(Supplied passage)

Confessions of a Quackbuster

This blog deals with healthcare consumer protection, and is therefore about quackery, healthfraud, chiropractic, and other forms of so-Called "Alternative" Medicine (sCAM).

Thursday, October 06, 2005

Yemen battles polio -- again

Yemen battles polio -- again

October 5, 2005


AZ ZUHRAH, Yemen -- Ahmed Ali Taher laid his wailing granddaughter in the shade of a barn, held out her limp legs and pleaded for a miracle.

In this dirt-poor region along the Red Sea, 1-year-old Ismaa is one of hundreds of Yemeni children struck down this year by polio -- four years after the country thought it had beaten the disease forever.

(End Supplied passage)
(Stored data)

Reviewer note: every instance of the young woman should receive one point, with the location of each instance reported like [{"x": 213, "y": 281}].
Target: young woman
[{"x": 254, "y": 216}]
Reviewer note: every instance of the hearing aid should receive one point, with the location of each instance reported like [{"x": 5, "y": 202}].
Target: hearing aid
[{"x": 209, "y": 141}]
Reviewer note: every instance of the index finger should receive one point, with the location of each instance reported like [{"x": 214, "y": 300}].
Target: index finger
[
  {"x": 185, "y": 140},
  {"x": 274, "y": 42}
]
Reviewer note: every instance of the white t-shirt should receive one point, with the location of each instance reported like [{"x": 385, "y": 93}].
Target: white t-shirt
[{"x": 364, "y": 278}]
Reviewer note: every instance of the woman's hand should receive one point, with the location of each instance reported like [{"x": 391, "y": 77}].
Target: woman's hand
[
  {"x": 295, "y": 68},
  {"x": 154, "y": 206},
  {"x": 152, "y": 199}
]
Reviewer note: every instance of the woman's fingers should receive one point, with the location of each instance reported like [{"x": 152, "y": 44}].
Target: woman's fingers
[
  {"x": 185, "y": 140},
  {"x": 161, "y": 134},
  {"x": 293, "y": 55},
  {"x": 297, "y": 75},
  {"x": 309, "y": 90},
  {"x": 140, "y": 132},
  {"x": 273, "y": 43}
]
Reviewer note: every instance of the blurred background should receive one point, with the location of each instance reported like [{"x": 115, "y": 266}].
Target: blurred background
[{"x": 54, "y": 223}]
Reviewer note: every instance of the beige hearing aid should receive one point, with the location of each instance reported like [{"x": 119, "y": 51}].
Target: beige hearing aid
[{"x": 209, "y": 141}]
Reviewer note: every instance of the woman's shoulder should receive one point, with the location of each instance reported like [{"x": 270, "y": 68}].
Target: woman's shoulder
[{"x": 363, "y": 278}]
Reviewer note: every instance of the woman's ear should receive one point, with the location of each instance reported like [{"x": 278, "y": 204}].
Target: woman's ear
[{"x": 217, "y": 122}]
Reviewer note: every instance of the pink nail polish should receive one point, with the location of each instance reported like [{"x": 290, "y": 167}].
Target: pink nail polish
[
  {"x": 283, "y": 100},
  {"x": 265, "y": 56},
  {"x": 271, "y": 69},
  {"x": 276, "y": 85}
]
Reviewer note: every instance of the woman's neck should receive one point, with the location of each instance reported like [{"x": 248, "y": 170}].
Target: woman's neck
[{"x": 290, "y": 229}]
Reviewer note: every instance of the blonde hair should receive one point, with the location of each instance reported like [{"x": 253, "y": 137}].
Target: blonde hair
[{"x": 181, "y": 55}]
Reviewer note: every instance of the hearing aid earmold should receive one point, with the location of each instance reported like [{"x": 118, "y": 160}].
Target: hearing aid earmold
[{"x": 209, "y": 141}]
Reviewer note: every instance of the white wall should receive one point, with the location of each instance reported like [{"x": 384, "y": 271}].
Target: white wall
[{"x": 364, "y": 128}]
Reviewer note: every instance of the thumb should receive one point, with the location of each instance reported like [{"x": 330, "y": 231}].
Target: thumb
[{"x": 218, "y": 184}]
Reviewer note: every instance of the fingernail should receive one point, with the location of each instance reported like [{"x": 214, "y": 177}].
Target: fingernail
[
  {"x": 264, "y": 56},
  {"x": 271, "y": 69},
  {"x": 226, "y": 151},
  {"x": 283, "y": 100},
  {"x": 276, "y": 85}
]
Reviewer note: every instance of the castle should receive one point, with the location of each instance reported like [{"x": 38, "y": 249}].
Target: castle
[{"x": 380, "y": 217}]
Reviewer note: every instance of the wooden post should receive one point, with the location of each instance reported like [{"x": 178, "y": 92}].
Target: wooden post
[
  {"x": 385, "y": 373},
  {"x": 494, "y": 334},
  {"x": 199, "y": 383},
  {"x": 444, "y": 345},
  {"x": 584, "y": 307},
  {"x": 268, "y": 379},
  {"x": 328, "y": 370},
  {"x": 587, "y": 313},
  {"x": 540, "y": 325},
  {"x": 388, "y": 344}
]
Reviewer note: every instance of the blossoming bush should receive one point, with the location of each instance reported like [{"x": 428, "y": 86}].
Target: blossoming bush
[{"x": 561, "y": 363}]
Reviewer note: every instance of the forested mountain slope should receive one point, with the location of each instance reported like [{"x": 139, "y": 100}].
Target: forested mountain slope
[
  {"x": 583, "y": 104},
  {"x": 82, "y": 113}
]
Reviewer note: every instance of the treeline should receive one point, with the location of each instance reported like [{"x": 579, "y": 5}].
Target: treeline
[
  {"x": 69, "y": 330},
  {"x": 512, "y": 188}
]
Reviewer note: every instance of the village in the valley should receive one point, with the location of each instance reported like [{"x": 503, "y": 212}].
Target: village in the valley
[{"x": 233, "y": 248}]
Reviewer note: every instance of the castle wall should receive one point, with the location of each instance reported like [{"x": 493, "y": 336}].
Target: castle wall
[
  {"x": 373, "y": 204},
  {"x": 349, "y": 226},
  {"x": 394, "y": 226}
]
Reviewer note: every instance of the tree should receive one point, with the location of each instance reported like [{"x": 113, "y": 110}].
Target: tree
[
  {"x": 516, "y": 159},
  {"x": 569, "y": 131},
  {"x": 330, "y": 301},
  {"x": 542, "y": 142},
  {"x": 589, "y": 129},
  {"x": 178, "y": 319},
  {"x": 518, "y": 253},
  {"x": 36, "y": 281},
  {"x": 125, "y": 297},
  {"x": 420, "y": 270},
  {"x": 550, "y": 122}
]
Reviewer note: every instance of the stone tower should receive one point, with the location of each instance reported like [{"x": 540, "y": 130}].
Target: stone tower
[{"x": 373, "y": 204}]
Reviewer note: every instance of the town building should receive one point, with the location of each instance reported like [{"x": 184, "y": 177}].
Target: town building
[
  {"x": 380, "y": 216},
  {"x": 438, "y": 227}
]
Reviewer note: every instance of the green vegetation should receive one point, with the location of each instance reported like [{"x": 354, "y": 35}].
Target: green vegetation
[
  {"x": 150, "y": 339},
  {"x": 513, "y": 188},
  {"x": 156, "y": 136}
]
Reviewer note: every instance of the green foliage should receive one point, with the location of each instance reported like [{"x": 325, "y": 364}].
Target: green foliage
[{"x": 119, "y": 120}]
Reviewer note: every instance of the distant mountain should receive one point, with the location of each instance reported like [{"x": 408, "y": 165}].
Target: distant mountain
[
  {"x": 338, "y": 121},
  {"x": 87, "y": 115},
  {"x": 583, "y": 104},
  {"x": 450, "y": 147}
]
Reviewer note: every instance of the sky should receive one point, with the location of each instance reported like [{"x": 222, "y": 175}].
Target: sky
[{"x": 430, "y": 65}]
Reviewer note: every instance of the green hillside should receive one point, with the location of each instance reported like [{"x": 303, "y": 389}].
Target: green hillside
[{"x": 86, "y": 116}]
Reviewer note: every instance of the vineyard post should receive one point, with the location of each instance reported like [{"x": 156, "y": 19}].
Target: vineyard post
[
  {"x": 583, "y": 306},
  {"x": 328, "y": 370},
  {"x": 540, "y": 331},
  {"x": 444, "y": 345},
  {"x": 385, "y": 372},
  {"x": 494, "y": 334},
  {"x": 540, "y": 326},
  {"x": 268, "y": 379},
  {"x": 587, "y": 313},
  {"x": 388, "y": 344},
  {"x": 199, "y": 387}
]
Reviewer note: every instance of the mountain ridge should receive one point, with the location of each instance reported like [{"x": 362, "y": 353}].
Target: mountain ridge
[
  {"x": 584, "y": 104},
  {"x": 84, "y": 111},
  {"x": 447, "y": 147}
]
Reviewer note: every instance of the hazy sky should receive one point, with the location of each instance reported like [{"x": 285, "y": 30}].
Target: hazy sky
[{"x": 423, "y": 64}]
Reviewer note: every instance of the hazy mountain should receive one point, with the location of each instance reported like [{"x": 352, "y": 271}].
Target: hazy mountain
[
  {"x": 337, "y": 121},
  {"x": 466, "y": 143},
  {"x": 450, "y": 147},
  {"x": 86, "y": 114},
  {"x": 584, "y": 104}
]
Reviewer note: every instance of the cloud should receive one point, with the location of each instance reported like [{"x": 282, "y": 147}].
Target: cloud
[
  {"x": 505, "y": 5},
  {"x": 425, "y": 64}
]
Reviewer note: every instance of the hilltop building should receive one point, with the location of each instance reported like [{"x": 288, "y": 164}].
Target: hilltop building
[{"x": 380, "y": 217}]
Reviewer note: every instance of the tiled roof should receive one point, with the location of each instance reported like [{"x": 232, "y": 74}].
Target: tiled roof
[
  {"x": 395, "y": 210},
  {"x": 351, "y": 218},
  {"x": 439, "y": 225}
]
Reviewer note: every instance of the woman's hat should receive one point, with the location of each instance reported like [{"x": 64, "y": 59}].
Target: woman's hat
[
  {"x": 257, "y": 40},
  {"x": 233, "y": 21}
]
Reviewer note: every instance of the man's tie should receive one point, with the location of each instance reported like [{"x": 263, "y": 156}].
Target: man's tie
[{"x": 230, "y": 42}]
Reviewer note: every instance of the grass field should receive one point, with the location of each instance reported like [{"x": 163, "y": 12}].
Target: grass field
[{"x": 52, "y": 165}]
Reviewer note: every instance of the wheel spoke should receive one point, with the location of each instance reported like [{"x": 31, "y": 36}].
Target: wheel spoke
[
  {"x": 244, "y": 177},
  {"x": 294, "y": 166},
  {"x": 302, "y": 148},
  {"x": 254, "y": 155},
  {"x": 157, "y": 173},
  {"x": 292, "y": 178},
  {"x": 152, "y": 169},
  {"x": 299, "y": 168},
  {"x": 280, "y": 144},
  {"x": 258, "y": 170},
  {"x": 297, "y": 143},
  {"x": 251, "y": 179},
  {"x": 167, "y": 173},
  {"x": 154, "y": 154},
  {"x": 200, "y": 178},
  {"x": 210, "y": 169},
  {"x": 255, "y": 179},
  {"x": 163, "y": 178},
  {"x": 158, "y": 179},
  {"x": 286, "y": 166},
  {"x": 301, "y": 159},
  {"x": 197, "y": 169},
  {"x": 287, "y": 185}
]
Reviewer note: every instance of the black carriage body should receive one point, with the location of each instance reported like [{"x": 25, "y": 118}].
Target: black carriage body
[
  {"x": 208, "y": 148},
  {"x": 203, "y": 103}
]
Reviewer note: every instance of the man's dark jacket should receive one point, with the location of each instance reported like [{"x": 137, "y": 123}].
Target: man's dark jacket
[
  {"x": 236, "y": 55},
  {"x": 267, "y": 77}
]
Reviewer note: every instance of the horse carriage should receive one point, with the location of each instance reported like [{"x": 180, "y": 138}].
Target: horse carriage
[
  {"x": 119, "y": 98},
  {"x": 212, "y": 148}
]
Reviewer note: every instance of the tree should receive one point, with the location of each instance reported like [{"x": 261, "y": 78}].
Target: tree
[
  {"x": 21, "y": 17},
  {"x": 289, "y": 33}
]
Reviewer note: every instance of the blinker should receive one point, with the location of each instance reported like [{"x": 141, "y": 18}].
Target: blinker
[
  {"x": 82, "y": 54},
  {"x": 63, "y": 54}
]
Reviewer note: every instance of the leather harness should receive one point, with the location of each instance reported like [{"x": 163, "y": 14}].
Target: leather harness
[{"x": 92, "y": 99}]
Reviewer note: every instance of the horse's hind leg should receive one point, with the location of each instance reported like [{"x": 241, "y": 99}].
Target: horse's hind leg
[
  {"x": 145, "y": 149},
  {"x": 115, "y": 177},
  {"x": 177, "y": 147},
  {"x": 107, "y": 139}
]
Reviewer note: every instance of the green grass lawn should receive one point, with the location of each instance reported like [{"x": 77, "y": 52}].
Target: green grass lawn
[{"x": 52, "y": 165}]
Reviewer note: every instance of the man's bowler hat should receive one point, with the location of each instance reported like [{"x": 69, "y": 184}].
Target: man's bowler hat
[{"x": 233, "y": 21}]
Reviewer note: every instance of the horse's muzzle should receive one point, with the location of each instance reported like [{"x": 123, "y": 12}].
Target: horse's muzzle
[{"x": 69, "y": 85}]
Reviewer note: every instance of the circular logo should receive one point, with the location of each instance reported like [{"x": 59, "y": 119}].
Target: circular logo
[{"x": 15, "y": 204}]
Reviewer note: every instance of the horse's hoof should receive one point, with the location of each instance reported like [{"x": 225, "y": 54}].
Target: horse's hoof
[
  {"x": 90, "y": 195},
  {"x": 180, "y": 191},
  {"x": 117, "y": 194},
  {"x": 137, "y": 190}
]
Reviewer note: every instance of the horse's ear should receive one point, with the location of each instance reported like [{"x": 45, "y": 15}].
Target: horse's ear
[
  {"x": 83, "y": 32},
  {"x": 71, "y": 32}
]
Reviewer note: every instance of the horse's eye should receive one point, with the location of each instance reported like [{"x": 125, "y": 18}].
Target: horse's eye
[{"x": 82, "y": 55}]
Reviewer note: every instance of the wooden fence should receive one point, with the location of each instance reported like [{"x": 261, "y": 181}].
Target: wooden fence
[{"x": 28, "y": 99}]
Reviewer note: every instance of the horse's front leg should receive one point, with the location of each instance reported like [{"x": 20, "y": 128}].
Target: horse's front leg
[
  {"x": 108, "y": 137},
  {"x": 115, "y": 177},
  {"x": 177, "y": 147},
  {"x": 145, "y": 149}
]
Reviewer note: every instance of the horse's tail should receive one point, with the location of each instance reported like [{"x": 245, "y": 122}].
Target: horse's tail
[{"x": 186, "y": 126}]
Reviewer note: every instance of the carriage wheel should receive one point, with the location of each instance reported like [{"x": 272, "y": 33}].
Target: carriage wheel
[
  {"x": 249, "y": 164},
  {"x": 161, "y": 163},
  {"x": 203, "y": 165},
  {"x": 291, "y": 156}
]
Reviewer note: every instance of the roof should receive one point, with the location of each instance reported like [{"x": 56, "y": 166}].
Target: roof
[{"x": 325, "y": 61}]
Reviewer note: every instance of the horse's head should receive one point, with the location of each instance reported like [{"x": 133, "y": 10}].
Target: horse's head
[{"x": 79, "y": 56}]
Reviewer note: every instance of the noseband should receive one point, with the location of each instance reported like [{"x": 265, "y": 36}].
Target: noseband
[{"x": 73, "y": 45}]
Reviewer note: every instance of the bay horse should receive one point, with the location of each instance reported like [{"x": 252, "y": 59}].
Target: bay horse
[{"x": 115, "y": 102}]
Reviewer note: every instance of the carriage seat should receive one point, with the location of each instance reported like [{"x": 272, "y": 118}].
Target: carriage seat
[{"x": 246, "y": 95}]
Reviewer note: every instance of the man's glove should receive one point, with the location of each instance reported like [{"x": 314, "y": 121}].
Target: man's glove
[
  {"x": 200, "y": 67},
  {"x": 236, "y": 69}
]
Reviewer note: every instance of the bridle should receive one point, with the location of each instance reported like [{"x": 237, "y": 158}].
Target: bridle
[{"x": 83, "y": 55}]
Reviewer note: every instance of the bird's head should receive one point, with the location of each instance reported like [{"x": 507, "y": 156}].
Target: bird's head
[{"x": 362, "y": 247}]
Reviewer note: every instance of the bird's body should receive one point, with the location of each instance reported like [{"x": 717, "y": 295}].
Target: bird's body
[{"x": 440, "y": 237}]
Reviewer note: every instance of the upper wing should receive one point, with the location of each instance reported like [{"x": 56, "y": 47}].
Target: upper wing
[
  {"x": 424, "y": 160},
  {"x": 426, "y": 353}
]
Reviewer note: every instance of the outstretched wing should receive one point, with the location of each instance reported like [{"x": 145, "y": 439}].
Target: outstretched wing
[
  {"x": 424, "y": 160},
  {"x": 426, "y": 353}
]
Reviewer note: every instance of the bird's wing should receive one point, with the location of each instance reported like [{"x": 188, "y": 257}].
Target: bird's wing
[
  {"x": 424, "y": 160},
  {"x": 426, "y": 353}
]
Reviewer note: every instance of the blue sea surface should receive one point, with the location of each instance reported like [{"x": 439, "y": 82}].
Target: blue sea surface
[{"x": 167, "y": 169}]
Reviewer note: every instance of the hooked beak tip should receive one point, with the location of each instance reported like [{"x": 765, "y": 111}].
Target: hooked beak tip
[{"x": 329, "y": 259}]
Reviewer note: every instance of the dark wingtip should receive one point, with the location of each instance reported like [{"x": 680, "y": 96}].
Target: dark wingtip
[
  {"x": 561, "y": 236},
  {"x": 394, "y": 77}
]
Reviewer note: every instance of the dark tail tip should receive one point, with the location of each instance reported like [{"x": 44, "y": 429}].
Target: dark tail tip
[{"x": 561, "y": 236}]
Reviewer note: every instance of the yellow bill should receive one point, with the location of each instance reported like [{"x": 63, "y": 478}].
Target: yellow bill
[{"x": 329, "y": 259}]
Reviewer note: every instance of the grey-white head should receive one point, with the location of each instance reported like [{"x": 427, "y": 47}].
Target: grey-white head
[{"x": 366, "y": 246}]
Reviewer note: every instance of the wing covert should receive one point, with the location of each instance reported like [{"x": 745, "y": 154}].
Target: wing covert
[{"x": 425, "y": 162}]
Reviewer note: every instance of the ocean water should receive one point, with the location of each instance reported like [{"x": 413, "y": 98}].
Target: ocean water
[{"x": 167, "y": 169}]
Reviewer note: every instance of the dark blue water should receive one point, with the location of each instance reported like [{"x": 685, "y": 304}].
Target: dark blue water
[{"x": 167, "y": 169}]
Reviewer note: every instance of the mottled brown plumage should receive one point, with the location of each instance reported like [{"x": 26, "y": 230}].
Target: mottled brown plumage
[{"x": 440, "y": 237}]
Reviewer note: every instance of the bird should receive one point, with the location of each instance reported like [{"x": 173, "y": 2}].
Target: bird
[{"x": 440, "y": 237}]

(End Stored data)

(Questions to answer)
[A] For the Yemen polio post, decide whether each statement agrees with it: (i) hundreds of Yemeni children were struck by polio this year; (ii) AZ ZUHRAH lies along the Persian Gulf; (iii) Yemen believed it had beaten polio three years earlier. Answer each with yes or no and quote the deciding words.
[B] Please write out the stretch of the Yemen polio post from "Thursday, October 06, 2005" through "for a miracle.".

(Written responses)
[A]
(i) Yes: "one of hundreds of Yemeni children struck down this year by polio"
(ii) No: "In this dirt-poor region along the Red Sea"
(iii) No: "four years after the country thought it had beaten the disease forever"

[B]
Thursday, October 06, 2005

Yemen battles polio -- again

Yemen battles polio -- again

October 5, 2005


AZ ZUHRAH, Yemen -- Ahmed Ali Taher laid his wailing granddaughter in the shade of a barn, held out her limp legs and pleaded for a miracle.